# DATASET RECORDS
>> begin

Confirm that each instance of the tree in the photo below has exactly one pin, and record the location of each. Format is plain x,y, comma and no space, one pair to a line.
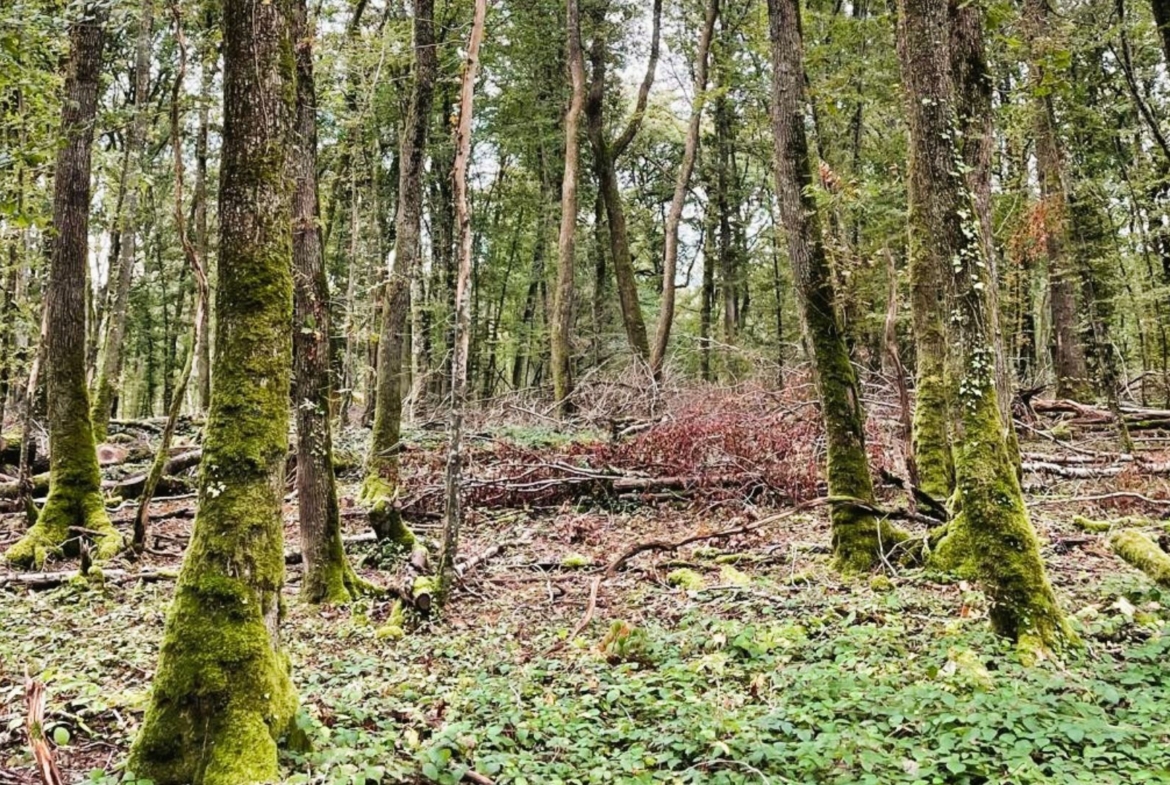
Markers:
991,537
221,695
454,512
566,243
328,575
109,376
75,486
860,541
605,166
380,488
678,201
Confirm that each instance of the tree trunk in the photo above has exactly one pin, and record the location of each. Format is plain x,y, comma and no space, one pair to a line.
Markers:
566,242
678,201
605,166
991,538
328,576
202,240
380,488
454,512
860,539
221,694
194,261
75,497
1067,352
109,376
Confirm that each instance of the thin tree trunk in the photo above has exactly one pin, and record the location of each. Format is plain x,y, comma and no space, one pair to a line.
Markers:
380,488
75,486
681,184
328,576
221,694
566,242
109,376
991,538
454,516
860,541
605,163
194,261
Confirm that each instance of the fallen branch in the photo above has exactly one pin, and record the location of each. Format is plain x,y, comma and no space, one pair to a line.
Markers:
41,580
580,625
667,545
46,766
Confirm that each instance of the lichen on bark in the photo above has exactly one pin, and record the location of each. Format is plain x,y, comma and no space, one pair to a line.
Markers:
222,695
75,484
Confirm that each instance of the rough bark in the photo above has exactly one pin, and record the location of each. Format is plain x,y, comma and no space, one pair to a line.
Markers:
109,376
221,694
328,576
566,241
1067,351
860,539
454,511
991,538
605,167
678,200
380,488
75,497
194,261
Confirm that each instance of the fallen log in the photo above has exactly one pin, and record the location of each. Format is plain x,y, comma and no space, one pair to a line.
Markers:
40,580
34,725
1143,553
667,545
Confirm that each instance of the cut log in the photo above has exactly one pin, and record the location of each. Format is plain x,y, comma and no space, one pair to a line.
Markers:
1143,553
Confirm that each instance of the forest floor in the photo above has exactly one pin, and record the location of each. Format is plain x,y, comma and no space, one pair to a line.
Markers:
763,666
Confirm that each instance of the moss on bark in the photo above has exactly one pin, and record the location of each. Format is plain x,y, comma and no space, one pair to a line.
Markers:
221,695
1143,553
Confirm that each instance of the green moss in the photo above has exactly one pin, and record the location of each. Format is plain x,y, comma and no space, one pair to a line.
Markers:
1143,553
686,578
1105,527
991,538
396,624
933,456
576,562
731,577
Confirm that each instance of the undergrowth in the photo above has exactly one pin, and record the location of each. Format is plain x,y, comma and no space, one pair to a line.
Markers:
751,684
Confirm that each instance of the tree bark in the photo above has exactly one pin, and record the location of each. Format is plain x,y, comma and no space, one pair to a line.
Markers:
328,576
566,241
109,376
221,694
605,166
380,488
75,497
860,541
454,512
681,184
991,538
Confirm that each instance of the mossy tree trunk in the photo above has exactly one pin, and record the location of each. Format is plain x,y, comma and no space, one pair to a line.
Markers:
328,576
678,200
380,488
566,242
1067,351
859,538
991,538
462,332
109,376
75,484
606,155
221,694
972,98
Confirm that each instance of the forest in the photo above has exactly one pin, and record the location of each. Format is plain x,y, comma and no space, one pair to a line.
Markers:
569,392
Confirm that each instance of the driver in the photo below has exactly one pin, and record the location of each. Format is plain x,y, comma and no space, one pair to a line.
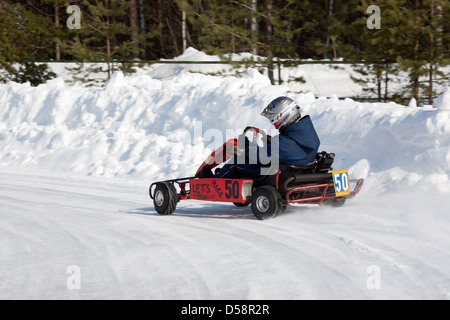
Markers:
297,143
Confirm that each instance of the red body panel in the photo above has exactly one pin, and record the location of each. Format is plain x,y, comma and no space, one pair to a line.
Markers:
223,190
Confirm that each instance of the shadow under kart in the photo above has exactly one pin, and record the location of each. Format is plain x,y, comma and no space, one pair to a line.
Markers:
314,183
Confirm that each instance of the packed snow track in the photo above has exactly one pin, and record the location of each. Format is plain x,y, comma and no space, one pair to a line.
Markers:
54,228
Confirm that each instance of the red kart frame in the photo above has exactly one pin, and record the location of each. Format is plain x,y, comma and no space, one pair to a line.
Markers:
267,200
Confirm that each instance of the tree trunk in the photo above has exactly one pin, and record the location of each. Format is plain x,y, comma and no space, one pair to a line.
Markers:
269,52
142,25
183,29
134,26
57,48
254,25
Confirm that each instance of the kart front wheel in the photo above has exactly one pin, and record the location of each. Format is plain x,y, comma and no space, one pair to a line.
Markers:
266,203
165,198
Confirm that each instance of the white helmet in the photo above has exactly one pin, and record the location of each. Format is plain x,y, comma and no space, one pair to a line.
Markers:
282,112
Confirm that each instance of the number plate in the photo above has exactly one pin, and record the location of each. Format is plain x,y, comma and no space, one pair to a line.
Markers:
341,182
223,190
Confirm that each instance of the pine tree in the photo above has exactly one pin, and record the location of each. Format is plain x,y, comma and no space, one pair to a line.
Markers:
106,38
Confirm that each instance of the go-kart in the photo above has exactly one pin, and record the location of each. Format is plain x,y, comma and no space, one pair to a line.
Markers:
314,183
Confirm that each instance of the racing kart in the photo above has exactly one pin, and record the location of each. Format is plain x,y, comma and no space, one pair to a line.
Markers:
314,183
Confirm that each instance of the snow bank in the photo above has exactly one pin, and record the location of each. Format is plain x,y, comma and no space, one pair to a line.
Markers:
149,127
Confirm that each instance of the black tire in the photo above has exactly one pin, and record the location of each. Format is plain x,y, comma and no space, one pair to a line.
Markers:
266,203
240,204
165,198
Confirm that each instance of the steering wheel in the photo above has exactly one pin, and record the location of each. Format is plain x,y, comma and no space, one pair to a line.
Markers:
256,131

>> end

# TASK DETAILS
Every line should be retyped exactly, with the pictures omitted.

# SOLUTION TO THIS EXERCISE
Confirm that each instance of the tree in the photo below has exactly one pin, and record the location of each. Format is plain x,y, comma and no space, one pair to a line.
Markers:
991,537
221,695
454,512
566,243
328,575
109,376
75,486
860,541
605,166
380,488
678,201
Confirm that each instance of the tree trunk in the photo above has exactly one pin, and record the location of each. Format is plain x,y, comma and no space, one pair to a line.
Markers:
566,242
678,201
605,166
991,538
328,576
202,240
380,488
454,512
860,539
221,694
194,261
75,497
1067,352
109,376
Confirm that each instance of the thin tree trunk in the photo above has exactly one pin, and record the location of each. Format is plain x,y, comma and no space, one pair to a line.
Markers:
380,488
75,486
681,184
328,576
221,694
566,242
109,376
991,538
454,516
860,541
605,163
194,261
Confirm that each instance of the fallen branch in the photo above has exactly one pin, and record the location of each. Format is plain x,y, comma and no space, one pair to a line.
Markers:
41,580
580,625
667,545
46,766
Confirm that each instance of the lichen on bark in the photo above has exactly one pin, and record the location of each. Format is plain x,y, comma and no space, one pair to a line.
Markers:
222,695
75,484
Confirm that each instance of the rough bark in the photo above has exactly one pin, and record the location of each. Format is plain x,y, comma and no space, one pair to a line.
Markers:
109,376
221,694
328,576
566,241
1067,351
860,539
454,511
991,538
605,167
678,200
380,488
75,497
194,261
Confirm that each instance of the fallen log in the photo above has exactly one pin, and record the location of each. Format is plain x,y, comma and no space, one pair to a line.
Markers:
40,580
34,725
1143,553
667,545
Confirm that each instance of the cut log in the photo above has exactly one pin, and record the location of each. Format is plain x,y, comma and no space, one pair to a line.
Markers:
1143,553
Confirm that each instance of the forest floor in the photo above has exactly one pin, and record the location of each. Format is plain x,y, comma and no space, one pair to a line.
Markers:
763,666
Confirm that each instance of the moss on bark in the photo above has exactly one pin, and record the location of each. Format is plain x,y, comma and no space, one pair to a line.
Markers:
221,695
1143,553
Confirm that each instance of the green moss in the photo above has exactly one pin, and record the location of each. Format is plain x,y, comma and no space, one pair to a line.
Markers:
1143,553
686,578
1105,527
991,538
396,624
933,456
576,562
731,577
Confirm that each instance of the undergrowth in the photo above has exactly one pin, and record the location of each. Format is plain x,y, comma and no space, one pair to a line.
Markers:
751,684
Confirm that each instance of the tree bark in the photo above has exactly one pin, and record the location of each. Format is plain x,y, comma and no space, one pair to a line.
Markers:
328,576
566,241
109,376
221,694
605,166
380,488
75,497
860,541
454,512
681,184
991,538
Confirm that each instance of the mossy tree trunk in the photo above has exactly one pin, and record the location of each. Format is plain x,y, comma and no space, one pair to a line.
Markers:
328,576
678,200
380,488
566,242
1067,351
859,538
991,538
462,332
109,376
75,484
606,155
221,694
972,98
Confirm that each instance of the forest in the photo above has exactly one pin, and record the location of each. Format is plain x,y, comma and no space, one pair to a line.
Markers:
569,392
Confirm that each instance of the driver in the photo below has exactly one pin, and record the location of each. Format is plain x,y, comma and no space, one pair to a line.
Markers:
297,143
Confirm that each instance of the red body panel in the photo above has exactly one pin, and record the location of each. Format is plain x,y, comma and no space, one pair to a line.
Markers:
223,190
Confirm that each instance of the shadow under kart in the photo above has exactly one pin, and record the location of each. Format is plain x,y, comma and no space, one pair to a line.
Markers:
314,183
Confirm that each instance of the packed snow track in the photo above has exactly one pin, and record the location of each. Format is plain x,y, comma and no space, one pair to a line.
Markers:
54,228
Confirm that each instance of the red kart frame in the photo above has exactly one pin, and record the location of each. Format is plain x,y, comma and no space, one pair to a line.
Markers:
267,200
Confirm that each instance of the tree trunk in the photo above has exactly one pin, and record the location of each. Format is plain x,y, comma and no space, one pair to a line.
Markers:
269,52
142,25
183,29
134,26
57,48
254,25
Confirm that each instance of the kart front wheel in the photo above has exactly one pin, and record the location of each. Format is plain x,y, comma and no space, one pair to a line.
Markers:
266,203
165,198
Confirm that each instance of the white helmet in the photo above has exactly one pin, and record the location of each. Format is plain x,y, comma and no space, one pair to a line.
Markers:
282,112
Confirm that each instance of the number plate in the photo above has exactly one pin, and record the location of each. Format is plain x,y, comma and no space, one pair to a line.
Markers:
341,182
223,190
Confirm that each instance of the pine tree in the photo above has exactly one pin, and record the location of each. Format is plain x,y, comma and no space, one pair to a line.
Markers:
106,38
Confirm that each instance of the go-kart in the photo above has exactly one pin, and record the location of each. Format is plain x,y, comma and no space, one pair to a line.
Markers:
314,183
Confirm that each instance of the racing kart in the photo above has exactly one pin, and record the location of each. Format is plain x,y, comma and no space, one pair to a line.
Markers:
314,183
Confirm that each instance of the snow bank in the photo above has exactly one pin, and record the location of each. Format is plain x,y, comma and no space, one pair to a line.
Markers:
149,127
Confirm that each instance of the black tire in the photo above has exactly one pin, and record the location of each. Format is plain x,y, comma and no space, one pair to a line.
Markers:
266,203
240,204
165,198
Confirm that each instance of the steering wheel in the photo above has exactly one pin, and record the location of each. Format is plain x,y, comma and no space, one pair to a line.
Markers:
256,131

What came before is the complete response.